** Begin EXCERPT **

Juanita Elizabeth Jackson Mitchell (January 2, 1913 – July 7, 1992) was born in Hot Springs, Arkansas, and was the first African-American woman to practice law in Maryland. She was married to Clarence M. Mitchell, Jr., mother of two Maryland State Senators, and grandmother of one.

Background

The daughter of Kieffer Albert Jackson and Lillie Mae Carroll Jackson, Mitchell attended Frederick Douglass High School, Morgan State College and graduated, cum laude, from the University of Pennsylvania with a B.S. in education in 1931. Four years later, she earned a M.A. in sociology from the University of Pennsylvania as well. In 1950, she became the first African-American woman to graduate from the University of Maryland School of Law, and the first African-American woman to practice law in Maryland.

Career
In her earlier years, Mitchell traveled extensively throughout the U.S. for the Bureau of Negro Work and the Methodist church, speaking and teaching courses in race relations. From 1935 to 1938, she was special assistant to Walter F. White, NAACP Executive Secretary, serving as National Youth Director. There, she organized and developed programs for the organization's Youth and College Division. Mitchell was the president of Maryland's NAACP Baltimore City branch when she advocated for Baltimore school desegregation and after the 1954 United States Supreme Court case, Brown v. Board of Education, she was a major campaigner for making Maryland the first southern state to have integration. She also filed many other cases to desegregate numerous other aspects of segregated life including restaurants, parks and swimming pools. Mitchell also ran voter registration drives in the 1940s, '50s and '60s to help influence and rally African Americans in Baltimore to vote.

** End EXCERPT **
** Begin LISTING **

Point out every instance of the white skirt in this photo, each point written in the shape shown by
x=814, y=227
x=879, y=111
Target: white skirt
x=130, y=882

** End LISTING **
** Begin LISTING **

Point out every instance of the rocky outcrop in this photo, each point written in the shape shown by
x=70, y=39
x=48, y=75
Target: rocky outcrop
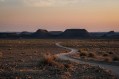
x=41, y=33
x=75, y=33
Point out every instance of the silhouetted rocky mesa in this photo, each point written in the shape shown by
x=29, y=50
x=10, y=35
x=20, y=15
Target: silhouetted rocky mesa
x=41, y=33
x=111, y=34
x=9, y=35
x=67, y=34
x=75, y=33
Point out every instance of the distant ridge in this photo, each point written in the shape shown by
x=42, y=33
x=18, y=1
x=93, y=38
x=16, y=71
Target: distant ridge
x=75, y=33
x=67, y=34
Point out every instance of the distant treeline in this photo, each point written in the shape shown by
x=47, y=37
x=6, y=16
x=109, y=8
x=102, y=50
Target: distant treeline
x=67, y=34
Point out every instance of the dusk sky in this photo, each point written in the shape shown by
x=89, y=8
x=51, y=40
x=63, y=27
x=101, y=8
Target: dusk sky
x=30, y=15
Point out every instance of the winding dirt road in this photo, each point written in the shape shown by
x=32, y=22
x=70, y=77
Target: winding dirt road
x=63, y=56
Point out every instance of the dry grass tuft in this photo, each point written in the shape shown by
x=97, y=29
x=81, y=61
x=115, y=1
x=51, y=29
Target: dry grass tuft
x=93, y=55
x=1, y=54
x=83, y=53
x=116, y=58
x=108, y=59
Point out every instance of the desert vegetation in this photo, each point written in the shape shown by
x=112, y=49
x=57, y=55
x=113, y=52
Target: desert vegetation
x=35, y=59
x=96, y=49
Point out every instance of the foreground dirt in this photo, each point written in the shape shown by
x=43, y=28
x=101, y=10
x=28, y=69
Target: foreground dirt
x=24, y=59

** End LISTING **
** Begin LISTING **

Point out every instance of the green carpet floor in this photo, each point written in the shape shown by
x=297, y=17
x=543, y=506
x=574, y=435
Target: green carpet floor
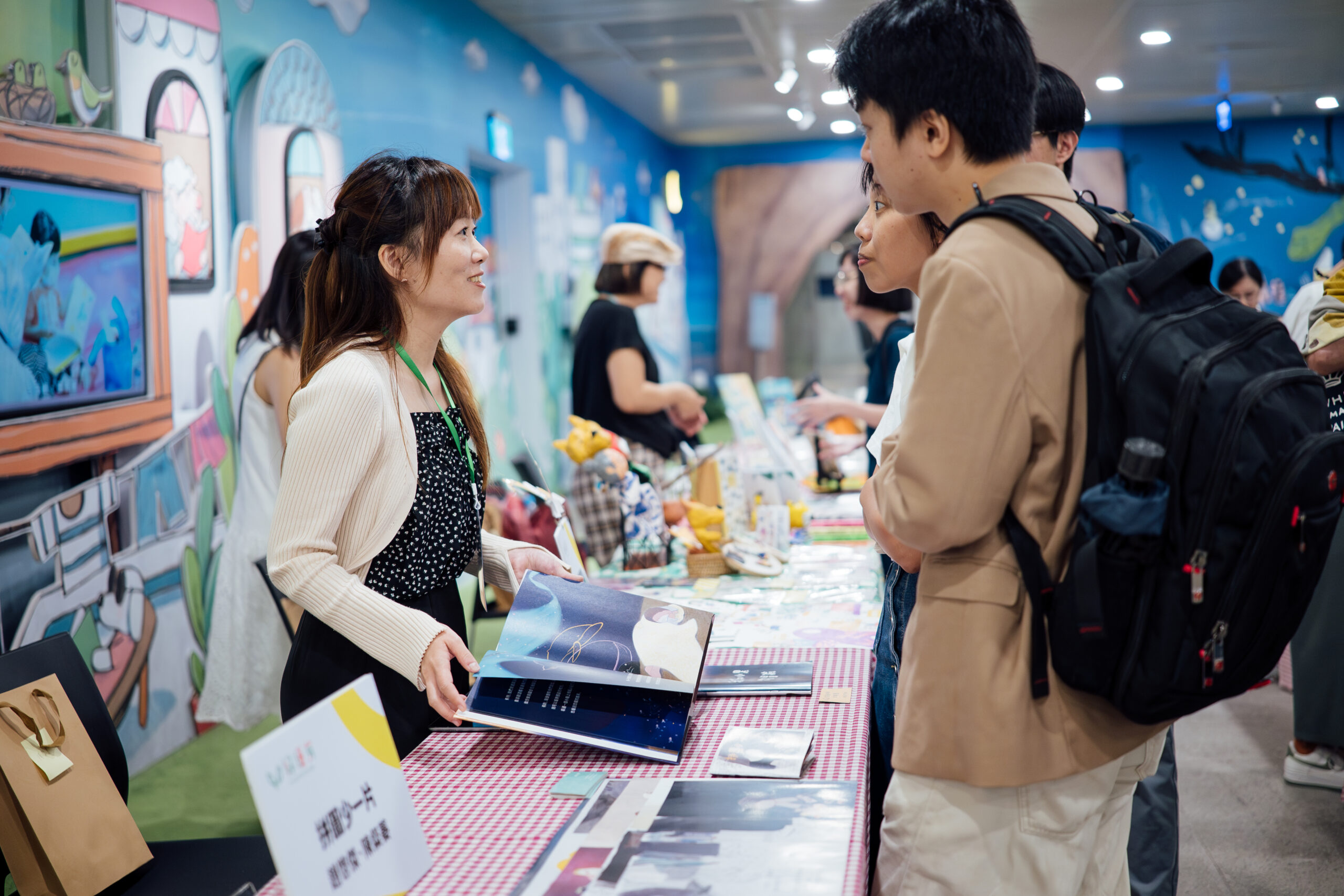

** End LISTING **

TASK DIRECTIONS: Put this sentence from the biography of Juanita Jackson Mitchell into Spanish: "She also filed many other cases to desegregate numerous other aspects of segregated life including restaurants, parks and swimming pools." The data is separate from the biography of Juanita Jackson Mitchell.

SOLUTION TO THE EXERCISE: También presentó muchos otros casos para eliminar la segregación en numerosos otros aspectos de la vida segregada, incluidos restaurantes, parques y piscinas.